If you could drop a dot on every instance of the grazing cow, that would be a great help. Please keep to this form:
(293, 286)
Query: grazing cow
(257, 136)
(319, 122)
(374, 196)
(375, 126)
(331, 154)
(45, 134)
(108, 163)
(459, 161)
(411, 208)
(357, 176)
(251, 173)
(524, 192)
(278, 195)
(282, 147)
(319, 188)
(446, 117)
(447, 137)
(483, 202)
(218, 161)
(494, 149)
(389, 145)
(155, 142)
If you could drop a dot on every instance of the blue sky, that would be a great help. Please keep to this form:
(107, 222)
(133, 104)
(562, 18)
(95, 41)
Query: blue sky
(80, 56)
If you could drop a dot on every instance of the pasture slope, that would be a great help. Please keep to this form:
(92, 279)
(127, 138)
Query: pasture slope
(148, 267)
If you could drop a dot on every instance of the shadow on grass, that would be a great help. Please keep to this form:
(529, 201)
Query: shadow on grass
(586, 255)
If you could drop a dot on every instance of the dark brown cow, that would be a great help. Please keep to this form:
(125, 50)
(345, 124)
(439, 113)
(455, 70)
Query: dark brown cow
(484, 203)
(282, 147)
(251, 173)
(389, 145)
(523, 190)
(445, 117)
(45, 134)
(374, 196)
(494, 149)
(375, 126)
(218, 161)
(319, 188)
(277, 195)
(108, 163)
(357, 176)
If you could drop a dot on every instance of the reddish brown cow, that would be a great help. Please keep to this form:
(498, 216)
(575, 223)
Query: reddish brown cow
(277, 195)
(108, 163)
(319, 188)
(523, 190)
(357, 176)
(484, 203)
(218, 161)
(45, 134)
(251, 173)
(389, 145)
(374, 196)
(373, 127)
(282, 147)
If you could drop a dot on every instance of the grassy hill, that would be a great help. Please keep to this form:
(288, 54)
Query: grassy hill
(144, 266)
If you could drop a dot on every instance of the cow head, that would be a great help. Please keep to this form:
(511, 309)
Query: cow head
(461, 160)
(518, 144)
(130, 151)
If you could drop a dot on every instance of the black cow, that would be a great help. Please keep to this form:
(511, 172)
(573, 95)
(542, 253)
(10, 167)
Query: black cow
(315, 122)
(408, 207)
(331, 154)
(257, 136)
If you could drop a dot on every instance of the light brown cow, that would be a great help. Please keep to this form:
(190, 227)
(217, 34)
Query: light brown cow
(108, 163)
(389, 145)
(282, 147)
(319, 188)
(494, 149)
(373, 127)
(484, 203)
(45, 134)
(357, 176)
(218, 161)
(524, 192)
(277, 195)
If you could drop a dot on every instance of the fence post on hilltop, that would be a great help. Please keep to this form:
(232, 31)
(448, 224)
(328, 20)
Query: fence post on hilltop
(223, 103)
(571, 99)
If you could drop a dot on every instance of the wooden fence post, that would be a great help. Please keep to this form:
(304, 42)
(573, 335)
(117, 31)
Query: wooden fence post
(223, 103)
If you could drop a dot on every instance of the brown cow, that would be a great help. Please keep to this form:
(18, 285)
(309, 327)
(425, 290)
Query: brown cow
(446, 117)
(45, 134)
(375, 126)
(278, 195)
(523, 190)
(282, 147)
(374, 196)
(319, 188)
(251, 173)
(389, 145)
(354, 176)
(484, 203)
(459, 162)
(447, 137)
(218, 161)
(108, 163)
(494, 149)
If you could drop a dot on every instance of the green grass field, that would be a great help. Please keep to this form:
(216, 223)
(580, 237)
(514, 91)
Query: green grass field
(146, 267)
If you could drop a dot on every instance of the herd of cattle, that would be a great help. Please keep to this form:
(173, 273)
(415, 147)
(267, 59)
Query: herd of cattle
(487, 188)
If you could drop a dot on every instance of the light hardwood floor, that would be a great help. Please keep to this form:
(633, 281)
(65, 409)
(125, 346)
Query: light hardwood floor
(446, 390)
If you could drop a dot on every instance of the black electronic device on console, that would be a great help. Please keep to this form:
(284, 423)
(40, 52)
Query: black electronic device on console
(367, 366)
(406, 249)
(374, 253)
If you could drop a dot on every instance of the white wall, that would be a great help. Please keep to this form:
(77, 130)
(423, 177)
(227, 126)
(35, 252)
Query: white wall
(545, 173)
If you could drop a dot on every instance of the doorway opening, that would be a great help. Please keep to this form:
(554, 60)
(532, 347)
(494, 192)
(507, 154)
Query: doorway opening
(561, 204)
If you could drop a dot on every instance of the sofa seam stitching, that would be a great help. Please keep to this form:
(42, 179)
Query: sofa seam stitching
________
About this exercise: Each entry above should be repeated exactly, with no line left out.

Answer section:
If you could drop a dot on every instance of the grazing cow, that would be a great help. Please keep to this form:
(293, 286)
Query: grazing cow
(257, 136)
(319, 122)
(374, 196)
(375, 126)
(331, 154)
(45, 134)
(108, 163)
(459, 161)
(411, 208)
(357, 176)
(251, 173)
(524, 192)
(278, 195)
(282, 147)
(319, 188)
(446, 117)
(447, 137)
(483, 202)
(218, 161)
(494, 149)
(389, 145)
(155, 142)
If you could drop a dot on every instance of the blue sky, that would be a great help. Please keep to this form:
(107, 222)
(133, 104)
(562, 18)
(95, 41)
Query: blue sky
(80, 56)
If you could drop a dot on every instance of the pasture slope, that would be a great help. Please keep to this form:
(92, 279)
(127, 138)
Query: pasture slope
(148, 267)
If you could drop a dot on every instance of the shadow on grass, that would be a great help. Please keep to this form:
(529, 201)
Query: shadow on grass
(586, 255)
If you could drop a dot on every instance of the dark brown cow, that would be a great help. Please keep to this form:
(125, 50)
(345, 124)
(439, 113)
(455, 70)
Query: dark brown cow
(484, 203)
(282, 147)
(251, 173)
(389, 145)
(523, 190)
(445, 117)
(45, 134)
(374, 196)
(494, 149)
(375, 126)
(218, 161)
(319, 188)
(277, 195)
(108, 163)
(357, 176)
If you could drop a dot on every instance of the reddish brown cow, that would be a great help. Please keep to this form:
(498, 216)
(575, 223)
Query: reddish brown cow
(277, 195)
(108, 163)
(319, 188)
(523, 190)
(357, 176)
(484, 203)
(218, 161)
(45, 134)
(251, 173)
(389, 145)
(374, 196)
(373, 127)
(282, 147)
If you could drop a dot on every instance of the grassy hill, that would be a great help. Please keep to this form:
(288, 54)
Query: grassy hill
(144, 266)
If you could drop a dot on every instance of the cow head, that would be a great help. Please keep to this form:
(511, 309)
Query: cow head
(461, 160)
(518, 144)
(130, 151)
If you could drop a dot on every instance of the black cow, that would be a great help. Please keep to this form:
(511, 172)
(573, 95)
(542, 253)
(10, 167)
Query: black cow
(315, 122)
(408, 207)
(331, 154)
(257, 136)
If you could drop a dot on every instance of the light brown cow, that would be a great help. Please keep to this form:
(190, 227)
(217, 34)
Query: light brown cow
(108, 163)
(389, 145)
(282, 147)
(319, 188)
(494, 149)
(373, 127)
(484, 203)
(45, 134)
(357, 176)
(218, 161)
(524, 192)
(277, 195)
If you could drop a dot on every instance of the fence post on hilltop, that would be a great help. Please keep to this form:
(232, 31)
(448, 224)
(328, 20)
Query: fence post on hilltop
(223, 103)
(571, 99)
If you could drop a dot on every instance of the wooden fence post, that would be a great help. Please keep to this form:
(304, 42)
(573, 335)
(117, 31)
Query: wooden fence post
(223, 103)
If you could drop a dot on every instance of the brown cow, that would be a great help. Please keep to this form:
(18, 285)
(309, 327)
(425, 290)
Query: brown cow
(446, 117)
(45, 134)
(375, 126)
(278, 195)
(523, 190)
(282, 147)
(374, 196)
(319, 188)
(251, 173)
(389, 145)
(354, 176)
(484, 203)
(459, 162)
(447, 137)
(218, 161)
(108, 163)
(494, 149)
If you could drop a dot on every instance of the green grass field, that would be a great help. Please keep to this form:
(216, 223)
(580, 237)
(514, 91)
Query: green grass field
(146, 267)
If you could drop a dot on every instance of the herd of cattle, that would be a great help. Please keep to this form:
(173, 273)
(415, 147)
(267, 59)
Query: herd of cattle
(487, 188)
If you could drop a dot on every instance of the light hardwood floor, that would be a great help. Please keep to this form:
(633, 281)
(65, 409)
(125, 346)
Query: light hardwood floor
(446, 390)
If you could drop a dot on every instance of the black electronic device on console, that would be a great help. Please keep to this form:
(284, 423)
(40, 52)
Query: black electronic device on console
(367, 366)
(406, 249)
(374, 253)
If you could drop a dot on every instance of the white wall, that would be a great help. Please keep to this form:
(77, 130)
(423, 177)
(227, 126)
(35, 252)
Query: white wall
(545, 173)
If you could drop a dot on every instance of the doorway opening, that would be a great help. Please keep to this form:
(554, 60)
(532, 347)
(494, 192)
(507, 154)
Query: doorway opening
(561, 204)
If you could drop a dot on every instance of the sofa seam stitching, that would be a great help. Please keep to this form:
(42, 179)
Query: sofa seam stitching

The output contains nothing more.